* [Exercise requirements]: Reproduce the lines starting at the beginning of the records and ending with the line that contains "positive clicks: (533, 557)", both ends included.

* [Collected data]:

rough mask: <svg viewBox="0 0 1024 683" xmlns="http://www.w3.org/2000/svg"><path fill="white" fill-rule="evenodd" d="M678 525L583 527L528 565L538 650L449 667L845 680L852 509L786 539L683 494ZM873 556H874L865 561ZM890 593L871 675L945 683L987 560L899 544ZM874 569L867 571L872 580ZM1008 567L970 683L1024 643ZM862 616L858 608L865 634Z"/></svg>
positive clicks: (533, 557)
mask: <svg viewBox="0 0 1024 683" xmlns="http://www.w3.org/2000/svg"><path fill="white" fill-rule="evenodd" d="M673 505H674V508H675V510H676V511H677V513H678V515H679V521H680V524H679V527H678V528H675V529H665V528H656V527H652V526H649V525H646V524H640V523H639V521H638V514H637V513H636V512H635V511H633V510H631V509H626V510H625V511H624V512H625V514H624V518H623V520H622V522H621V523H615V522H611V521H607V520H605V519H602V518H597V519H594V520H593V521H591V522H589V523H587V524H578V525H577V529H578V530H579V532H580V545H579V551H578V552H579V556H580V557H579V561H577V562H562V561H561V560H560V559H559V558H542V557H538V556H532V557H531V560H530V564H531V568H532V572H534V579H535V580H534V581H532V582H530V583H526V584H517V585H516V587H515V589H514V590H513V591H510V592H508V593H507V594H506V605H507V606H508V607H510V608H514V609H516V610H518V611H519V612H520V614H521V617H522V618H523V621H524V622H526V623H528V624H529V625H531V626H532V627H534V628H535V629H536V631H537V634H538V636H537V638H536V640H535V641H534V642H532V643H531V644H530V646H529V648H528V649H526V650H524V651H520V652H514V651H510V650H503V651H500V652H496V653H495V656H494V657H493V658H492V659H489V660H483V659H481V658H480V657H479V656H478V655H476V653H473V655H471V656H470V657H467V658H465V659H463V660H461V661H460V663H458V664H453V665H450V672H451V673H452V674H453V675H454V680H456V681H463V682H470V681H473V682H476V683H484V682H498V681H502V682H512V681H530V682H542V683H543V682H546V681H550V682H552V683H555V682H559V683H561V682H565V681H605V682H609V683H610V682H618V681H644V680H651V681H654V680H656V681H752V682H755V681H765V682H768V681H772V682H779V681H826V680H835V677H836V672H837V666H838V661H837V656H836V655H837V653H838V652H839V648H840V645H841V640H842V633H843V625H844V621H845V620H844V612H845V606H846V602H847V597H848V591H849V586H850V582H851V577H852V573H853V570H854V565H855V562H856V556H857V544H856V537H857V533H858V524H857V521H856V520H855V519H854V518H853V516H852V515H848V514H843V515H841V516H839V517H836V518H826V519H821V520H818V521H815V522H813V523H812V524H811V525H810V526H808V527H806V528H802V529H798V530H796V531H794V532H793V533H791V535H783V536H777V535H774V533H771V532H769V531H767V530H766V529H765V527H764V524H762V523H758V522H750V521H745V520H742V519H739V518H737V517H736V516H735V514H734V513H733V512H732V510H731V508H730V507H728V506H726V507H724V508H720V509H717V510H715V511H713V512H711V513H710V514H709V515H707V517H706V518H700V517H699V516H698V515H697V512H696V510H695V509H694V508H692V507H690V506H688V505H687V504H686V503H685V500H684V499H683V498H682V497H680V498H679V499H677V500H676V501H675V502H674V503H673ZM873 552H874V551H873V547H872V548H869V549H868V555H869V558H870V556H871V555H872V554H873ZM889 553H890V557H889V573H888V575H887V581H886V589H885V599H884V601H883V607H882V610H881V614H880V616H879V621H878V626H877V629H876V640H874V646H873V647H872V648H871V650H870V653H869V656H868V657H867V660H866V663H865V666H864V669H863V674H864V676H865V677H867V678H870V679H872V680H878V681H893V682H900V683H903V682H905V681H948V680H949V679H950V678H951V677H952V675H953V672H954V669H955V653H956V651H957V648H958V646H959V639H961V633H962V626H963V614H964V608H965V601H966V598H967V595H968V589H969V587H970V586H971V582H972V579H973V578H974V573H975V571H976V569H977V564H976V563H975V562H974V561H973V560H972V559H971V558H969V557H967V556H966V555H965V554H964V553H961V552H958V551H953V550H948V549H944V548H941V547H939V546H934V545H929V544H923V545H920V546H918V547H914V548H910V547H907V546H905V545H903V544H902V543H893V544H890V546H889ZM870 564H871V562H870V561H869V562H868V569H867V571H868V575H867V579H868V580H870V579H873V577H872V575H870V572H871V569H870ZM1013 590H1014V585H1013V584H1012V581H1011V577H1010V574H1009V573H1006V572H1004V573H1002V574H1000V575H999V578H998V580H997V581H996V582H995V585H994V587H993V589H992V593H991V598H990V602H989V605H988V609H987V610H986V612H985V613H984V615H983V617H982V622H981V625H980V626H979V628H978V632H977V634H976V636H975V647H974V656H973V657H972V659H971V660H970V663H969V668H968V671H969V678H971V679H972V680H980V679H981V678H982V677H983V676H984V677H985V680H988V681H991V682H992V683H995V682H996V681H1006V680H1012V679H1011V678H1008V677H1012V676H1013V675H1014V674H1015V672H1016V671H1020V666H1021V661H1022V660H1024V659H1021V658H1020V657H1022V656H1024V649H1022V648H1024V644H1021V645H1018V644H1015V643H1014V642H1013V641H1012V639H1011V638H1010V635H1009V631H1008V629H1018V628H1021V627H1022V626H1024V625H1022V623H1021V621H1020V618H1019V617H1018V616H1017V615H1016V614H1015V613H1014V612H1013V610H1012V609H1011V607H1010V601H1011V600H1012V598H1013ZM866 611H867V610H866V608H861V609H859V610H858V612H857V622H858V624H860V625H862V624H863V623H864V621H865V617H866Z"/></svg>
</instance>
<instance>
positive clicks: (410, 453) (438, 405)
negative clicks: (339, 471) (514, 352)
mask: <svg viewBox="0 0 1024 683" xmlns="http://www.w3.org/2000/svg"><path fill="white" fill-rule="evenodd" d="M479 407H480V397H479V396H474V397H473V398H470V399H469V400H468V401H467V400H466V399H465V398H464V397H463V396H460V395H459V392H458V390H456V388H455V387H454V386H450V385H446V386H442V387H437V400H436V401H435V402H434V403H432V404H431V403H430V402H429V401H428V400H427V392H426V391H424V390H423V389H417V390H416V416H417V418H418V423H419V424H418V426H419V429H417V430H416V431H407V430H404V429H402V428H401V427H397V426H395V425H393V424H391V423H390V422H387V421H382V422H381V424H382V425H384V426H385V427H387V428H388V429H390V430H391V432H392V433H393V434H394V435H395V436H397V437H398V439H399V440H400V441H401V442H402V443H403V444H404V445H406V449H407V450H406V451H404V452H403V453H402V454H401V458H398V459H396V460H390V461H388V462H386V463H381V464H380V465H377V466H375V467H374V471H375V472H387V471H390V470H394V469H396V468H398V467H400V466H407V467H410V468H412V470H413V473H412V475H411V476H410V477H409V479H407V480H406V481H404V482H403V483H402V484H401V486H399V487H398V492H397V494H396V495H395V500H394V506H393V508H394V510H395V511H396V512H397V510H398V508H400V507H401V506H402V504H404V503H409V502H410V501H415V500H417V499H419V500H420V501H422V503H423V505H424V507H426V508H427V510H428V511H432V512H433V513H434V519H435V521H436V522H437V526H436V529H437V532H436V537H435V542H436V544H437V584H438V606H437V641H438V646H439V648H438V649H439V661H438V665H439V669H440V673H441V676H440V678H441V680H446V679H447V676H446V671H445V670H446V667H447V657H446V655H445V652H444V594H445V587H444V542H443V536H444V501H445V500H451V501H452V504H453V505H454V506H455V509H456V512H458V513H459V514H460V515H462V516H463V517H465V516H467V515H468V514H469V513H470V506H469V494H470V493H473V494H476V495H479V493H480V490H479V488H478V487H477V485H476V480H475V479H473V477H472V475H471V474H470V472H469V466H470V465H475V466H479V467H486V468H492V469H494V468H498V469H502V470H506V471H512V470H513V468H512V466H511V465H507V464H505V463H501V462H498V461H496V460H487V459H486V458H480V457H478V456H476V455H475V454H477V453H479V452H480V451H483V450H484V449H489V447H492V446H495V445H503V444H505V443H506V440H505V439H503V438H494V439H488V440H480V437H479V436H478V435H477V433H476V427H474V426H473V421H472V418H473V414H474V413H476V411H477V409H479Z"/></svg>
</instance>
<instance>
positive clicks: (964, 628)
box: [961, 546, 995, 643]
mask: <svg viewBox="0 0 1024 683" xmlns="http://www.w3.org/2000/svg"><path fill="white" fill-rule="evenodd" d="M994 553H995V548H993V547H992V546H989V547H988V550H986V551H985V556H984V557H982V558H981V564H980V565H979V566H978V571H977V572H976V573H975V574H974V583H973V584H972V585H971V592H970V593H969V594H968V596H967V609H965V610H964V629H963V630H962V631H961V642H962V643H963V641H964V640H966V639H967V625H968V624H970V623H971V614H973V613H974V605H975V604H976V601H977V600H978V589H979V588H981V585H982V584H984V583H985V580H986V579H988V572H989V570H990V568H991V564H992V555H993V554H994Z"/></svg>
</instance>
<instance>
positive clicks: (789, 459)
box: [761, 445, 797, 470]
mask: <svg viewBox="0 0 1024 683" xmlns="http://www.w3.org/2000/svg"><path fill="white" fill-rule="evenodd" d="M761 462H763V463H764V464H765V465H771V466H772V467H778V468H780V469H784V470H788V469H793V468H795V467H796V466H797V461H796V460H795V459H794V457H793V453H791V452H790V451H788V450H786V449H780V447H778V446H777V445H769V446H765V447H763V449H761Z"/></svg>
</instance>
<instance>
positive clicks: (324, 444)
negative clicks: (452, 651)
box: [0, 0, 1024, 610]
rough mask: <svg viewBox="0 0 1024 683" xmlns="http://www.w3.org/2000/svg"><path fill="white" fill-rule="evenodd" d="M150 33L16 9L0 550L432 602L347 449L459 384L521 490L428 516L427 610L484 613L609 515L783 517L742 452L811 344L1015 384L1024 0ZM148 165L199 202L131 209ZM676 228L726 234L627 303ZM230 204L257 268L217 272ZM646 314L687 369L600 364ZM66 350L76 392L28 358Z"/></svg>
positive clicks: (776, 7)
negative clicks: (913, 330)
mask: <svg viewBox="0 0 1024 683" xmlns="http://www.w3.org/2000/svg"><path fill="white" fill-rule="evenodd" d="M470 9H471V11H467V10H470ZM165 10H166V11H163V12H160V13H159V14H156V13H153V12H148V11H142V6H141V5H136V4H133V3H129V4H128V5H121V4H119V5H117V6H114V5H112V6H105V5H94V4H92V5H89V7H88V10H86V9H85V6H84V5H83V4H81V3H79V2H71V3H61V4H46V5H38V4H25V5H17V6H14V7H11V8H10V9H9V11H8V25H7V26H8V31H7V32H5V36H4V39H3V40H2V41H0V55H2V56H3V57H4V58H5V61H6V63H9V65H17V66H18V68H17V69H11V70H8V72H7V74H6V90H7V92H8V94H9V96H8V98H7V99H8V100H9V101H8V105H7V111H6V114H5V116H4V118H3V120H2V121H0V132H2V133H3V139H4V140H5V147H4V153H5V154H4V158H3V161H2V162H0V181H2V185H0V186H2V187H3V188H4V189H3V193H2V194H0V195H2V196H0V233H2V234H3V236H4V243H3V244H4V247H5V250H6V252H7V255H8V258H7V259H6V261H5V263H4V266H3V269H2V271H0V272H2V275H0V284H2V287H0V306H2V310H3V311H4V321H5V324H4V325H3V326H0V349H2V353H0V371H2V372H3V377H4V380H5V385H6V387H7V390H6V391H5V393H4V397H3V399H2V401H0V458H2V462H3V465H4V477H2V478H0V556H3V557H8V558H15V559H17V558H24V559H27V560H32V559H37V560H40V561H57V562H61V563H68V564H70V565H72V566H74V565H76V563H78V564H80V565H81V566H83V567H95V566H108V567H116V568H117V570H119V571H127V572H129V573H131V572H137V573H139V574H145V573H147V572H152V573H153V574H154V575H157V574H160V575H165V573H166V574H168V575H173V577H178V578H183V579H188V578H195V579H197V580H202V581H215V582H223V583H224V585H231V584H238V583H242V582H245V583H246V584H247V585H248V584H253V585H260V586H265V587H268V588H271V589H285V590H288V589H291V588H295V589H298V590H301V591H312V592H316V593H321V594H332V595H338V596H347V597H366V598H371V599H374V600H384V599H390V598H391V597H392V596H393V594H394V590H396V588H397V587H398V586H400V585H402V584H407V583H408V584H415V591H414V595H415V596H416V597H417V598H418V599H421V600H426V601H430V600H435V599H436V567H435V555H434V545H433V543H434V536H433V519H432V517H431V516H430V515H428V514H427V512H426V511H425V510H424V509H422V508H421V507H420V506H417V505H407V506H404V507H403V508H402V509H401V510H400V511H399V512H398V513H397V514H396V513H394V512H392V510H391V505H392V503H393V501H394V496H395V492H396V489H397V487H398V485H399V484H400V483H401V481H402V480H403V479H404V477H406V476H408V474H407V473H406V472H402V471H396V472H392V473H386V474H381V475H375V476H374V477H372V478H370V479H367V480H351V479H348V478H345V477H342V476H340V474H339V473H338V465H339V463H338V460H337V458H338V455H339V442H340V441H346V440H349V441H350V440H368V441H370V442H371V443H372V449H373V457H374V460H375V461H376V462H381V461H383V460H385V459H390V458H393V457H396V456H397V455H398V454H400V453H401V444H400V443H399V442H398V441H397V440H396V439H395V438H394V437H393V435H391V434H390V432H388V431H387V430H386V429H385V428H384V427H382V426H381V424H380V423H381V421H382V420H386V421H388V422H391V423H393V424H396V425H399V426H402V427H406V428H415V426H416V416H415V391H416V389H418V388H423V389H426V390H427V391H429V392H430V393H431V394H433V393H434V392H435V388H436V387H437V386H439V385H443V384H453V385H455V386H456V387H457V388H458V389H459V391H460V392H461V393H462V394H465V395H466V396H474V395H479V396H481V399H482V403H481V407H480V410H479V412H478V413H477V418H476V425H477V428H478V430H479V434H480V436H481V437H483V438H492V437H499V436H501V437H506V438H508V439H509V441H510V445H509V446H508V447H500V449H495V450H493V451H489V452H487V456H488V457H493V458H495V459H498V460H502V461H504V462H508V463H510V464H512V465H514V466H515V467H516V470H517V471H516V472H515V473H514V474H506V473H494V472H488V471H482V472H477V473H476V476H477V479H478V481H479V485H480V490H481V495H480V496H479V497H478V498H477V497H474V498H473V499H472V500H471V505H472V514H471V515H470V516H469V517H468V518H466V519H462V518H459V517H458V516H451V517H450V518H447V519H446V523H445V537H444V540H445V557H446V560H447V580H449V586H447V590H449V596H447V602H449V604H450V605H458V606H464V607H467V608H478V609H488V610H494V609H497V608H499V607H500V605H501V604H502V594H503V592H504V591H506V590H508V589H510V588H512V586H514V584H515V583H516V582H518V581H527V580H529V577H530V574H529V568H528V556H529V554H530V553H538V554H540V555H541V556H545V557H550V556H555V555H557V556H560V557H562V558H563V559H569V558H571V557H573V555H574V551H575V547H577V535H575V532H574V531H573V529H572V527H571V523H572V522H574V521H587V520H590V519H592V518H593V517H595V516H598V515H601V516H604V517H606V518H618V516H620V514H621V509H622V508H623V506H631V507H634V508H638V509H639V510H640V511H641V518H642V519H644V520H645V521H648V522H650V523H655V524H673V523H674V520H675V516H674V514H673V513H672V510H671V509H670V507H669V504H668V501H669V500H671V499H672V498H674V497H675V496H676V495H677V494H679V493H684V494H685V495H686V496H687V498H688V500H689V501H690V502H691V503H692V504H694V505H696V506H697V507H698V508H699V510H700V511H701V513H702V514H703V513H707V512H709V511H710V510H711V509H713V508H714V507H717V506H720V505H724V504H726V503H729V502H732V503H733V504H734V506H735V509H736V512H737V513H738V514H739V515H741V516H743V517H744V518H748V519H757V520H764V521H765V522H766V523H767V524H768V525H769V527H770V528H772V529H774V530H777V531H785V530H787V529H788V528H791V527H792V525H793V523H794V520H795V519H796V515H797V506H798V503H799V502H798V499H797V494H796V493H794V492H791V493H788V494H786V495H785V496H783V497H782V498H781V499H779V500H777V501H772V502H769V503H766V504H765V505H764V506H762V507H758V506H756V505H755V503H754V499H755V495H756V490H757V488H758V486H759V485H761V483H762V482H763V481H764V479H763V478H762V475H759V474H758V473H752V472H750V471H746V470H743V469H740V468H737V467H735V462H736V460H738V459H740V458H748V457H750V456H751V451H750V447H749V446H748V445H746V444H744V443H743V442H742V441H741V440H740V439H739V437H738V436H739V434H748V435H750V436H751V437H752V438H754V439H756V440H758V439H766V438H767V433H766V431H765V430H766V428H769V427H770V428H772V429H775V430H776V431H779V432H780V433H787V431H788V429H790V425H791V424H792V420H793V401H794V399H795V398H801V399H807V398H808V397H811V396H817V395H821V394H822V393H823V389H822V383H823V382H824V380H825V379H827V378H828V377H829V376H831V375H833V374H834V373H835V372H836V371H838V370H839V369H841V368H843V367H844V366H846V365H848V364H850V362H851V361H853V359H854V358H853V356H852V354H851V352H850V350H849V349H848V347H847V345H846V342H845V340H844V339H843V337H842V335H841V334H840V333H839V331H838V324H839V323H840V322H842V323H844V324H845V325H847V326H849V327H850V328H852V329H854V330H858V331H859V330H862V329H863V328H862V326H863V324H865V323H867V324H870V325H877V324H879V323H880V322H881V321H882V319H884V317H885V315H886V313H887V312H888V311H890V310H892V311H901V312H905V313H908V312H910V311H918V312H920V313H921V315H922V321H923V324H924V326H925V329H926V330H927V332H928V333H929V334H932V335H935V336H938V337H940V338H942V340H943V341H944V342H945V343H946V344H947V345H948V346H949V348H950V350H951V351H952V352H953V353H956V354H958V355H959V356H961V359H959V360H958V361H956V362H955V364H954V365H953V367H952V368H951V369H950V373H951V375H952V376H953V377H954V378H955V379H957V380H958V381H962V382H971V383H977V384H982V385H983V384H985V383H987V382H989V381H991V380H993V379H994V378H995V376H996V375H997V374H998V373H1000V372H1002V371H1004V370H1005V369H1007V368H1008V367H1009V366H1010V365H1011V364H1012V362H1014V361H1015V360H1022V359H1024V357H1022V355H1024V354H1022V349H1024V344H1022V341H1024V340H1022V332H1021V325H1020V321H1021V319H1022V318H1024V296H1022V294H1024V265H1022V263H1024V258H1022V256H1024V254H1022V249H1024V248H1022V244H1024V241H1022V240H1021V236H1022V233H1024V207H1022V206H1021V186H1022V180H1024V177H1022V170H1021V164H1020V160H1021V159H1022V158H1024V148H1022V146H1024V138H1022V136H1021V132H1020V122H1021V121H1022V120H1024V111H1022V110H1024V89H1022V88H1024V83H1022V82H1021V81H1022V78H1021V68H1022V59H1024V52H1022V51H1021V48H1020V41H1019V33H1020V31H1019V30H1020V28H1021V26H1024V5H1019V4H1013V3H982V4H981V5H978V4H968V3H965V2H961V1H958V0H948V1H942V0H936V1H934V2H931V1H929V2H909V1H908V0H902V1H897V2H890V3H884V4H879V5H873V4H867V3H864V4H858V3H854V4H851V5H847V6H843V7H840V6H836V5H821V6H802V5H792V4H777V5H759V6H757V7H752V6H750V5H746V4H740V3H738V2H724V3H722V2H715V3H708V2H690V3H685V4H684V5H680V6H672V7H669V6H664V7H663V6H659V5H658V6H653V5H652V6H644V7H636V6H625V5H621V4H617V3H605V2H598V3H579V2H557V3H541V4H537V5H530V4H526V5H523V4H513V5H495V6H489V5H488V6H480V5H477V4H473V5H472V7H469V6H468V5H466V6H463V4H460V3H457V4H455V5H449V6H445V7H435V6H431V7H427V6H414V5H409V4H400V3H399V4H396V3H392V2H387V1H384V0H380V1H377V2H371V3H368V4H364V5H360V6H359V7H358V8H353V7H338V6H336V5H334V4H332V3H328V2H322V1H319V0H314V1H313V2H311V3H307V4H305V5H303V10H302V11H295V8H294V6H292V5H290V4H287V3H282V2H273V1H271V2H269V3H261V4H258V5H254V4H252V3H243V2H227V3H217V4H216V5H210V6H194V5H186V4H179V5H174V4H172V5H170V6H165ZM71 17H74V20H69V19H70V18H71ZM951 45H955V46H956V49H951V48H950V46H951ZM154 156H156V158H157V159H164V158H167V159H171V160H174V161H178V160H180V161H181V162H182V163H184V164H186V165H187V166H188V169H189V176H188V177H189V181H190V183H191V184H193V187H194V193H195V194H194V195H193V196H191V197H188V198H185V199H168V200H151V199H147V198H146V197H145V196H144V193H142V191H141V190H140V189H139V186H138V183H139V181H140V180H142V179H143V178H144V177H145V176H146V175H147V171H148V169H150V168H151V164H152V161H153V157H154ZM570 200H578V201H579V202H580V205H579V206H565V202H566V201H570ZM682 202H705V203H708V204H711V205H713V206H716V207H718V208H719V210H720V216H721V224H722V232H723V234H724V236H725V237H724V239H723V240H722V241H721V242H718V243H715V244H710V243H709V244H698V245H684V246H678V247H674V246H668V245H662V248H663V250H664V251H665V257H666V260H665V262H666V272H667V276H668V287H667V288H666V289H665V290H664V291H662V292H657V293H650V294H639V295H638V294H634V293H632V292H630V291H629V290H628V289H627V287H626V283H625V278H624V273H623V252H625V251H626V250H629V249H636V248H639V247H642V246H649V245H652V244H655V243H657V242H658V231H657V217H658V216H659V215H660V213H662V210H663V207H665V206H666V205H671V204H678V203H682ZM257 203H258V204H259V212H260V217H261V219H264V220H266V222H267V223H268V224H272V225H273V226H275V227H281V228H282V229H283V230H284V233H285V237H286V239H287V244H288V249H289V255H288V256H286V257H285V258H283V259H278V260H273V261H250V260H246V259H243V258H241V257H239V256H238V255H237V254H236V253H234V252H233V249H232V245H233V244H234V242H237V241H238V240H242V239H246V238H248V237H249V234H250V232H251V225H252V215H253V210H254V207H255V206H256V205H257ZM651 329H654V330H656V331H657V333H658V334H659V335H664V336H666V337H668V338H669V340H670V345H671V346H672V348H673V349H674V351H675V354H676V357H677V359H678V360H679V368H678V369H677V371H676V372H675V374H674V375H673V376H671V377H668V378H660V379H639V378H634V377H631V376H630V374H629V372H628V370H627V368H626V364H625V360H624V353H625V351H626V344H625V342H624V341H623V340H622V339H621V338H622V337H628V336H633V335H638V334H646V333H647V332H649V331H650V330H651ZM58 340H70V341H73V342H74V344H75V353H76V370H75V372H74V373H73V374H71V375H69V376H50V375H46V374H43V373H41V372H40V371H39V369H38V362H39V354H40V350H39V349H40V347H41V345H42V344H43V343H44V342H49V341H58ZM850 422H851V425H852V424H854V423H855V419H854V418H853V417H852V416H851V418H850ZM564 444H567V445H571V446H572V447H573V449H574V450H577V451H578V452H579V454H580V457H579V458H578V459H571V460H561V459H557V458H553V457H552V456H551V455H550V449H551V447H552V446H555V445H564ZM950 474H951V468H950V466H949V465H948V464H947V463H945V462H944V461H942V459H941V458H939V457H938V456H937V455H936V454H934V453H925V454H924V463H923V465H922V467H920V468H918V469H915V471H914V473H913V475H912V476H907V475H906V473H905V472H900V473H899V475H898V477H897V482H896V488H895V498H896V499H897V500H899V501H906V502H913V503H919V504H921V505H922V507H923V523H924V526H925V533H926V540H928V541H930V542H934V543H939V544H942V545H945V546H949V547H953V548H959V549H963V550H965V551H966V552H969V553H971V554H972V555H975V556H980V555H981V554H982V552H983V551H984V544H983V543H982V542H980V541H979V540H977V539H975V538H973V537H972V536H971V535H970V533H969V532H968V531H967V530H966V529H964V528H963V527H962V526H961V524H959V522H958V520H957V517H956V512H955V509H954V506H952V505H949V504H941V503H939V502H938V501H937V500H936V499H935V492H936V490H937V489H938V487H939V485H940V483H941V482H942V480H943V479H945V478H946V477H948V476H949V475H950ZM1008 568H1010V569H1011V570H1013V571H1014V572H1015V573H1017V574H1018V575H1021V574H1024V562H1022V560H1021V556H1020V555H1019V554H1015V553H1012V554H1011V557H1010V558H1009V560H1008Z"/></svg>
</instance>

* [Solved exercise]:
rough mask: <svg viewBox="0 0 1024 683" xmlns="http://www.w3.org/2000/svg"><path fill="white" fill-rule="evenodd" d="M678 525L583 527L528 565L538 650L449 667L845 680L852 509L786 539L683 494ZM873 556H874L865 561ZM890 593L871 675L945 683L987 560L899 544ZM874 569L867 571L872 580ZM1008 567L970 683L1024 643ZM862 616L858 608L865 634Z"/></svg>
positive clicks: (533, 557)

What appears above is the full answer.